Your goal: All entries must be transcribed exactly, down to the last character.

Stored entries
□ □ □ □ □ □ □
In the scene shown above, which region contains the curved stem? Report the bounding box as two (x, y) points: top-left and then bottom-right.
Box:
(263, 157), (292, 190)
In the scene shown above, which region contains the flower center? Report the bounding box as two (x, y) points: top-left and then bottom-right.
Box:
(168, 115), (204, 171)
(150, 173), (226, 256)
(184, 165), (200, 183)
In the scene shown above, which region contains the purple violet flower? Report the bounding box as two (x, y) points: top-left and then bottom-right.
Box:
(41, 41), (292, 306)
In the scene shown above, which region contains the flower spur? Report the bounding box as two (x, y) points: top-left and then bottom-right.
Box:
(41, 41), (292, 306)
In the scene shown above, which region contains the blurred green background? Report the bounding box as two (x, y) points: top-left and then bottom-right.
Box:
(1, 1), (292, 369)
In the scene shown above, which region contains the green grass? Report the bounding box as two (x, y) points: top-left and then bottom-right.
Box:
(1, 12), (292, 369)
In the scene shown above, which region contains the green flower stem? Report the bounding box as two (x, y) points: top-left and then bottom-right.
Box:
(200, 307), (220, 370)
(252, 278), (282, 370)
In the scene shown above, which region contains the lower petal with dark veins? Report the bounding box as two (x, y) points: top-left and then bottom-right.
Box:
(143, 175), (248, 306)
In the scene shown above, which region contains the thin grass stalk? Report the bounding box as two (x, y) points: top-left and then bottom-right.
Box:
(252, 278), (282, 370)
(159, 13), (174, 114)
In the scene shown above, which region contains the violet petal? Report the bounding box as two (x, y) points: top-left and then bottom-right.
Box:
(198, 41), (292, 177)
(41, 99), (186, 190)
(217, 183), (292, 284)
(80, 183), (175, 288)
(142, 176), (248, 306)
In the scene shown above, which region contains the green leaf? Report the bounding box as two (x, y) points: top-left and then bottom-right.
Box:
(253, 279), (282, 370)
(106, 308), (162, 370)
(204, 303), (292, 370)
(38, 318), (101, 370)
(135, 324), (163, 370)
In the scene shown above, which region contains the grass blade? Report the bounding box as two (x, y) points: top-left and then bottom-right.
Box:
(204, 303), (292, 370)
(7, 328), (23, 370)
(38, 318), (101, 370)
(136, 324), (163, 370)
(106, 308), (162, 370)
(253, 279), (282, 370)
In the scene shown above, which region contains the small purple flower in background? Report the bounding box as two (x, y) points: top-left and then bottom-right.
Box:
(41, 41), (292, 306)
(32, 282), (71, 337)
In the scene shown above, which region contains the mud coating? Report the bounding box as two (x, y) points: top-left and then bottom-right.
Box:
□ □ □ □ □ □ □
Result for this task:
In the scene shown above, which region contains the curved stem? Report the bounding box as two (x, y) points: top-left and then bottom-right.
Box:
(263, 157), (292, 190)
In the scene shown above, which region contains the flower center? Report the bounding box as two (x, y) points: top-left and then bottom-right.
Box:
(168, 115), (204, 171)
(150, 173), (226, 256)
(184, 165), (200, 183)
In the scene shown above, which region contains the purple violet flower? Report the bounding box as two (x, y) points: top-left and then bottom-right.
Box:
(41, 41), (292, 306)
In the scene shown above, which region contains the flower spur? Report the bounding box as two (x, y) points: top-left and then bottom-right.
Box:
(41, 41), (292, 306)
In the scene shown above, which region contains the blurred green background? Report the bounding box as two (x, y) points: top-left and then bottom-right.
Box:
(1, 1), (292, 369)
In the scene shown above, which region contains the green grass? Report the bounding box as two (x, y) points: top-left and then bottom-right.
Box:
(1, 12), (292, 369)
In the scene shown above, which region contains the green flower stem? Report the bounding box as two (x, y) points: top-left and then bottom-right.
Box:
(200, 307), (220, 370)
(252, 278), (282, 370)
In the scene shown above, which region contains the lower petal with dark veins? Report the bounding box as two (x, y) points: top-left and then bottom-right.
Box:
(143, 175), (248, 306)
In the scene shown above, which region contains the thin grass stalk? Report the bounding box as two (x, y) points: top-left and then bottom-right.
Box:
(252, 278), (282, 370)
(159, 13), (174, 114)
In the scene shown above, which region contains the violet petal? Report the bounding box as two (x, y) points: top-left and then bottom-right.
Box:
(198, 41), (292, 177)
(41, 99), (186, 190)
(217, 183), (292, 284)
(80, 183), (175, 288)
(142, 176), (248, 306)
In the scene shown above, which region contains the green leaf? Report the bounding box as two (x, y) points: top-left and then bottom-right.
Box:
(253, 279), (282, 370)
(106, 308), (162, 370)
(204, 303), (292, 370)
(38, 318), (101, 370)
(135, 324), (163, 370)
In the scene shown above, which region contains the grass blade? Report the bounding box as two (x, y) points: top-left and then bottom-right.
Box:
(204, 303), (292, 370)
(7, 328), (23, 370)
(38, 318), (101, 370)
(136, 324), (163, 370)
(106, 308), (162, 370)
(253, 279), (282, 370)
In the scene shown above, which region contains the small purple flower in background? Report the bounding box as two (x, y) points: top-left and then bottom-right.
Box:
(41, 41), (292, 306)
(32, 282), (71, 337)
In the scene shown above, which region contains the mud coating? Report the bounding box as two (x, y) points: top-left and then bottom-right.
Box:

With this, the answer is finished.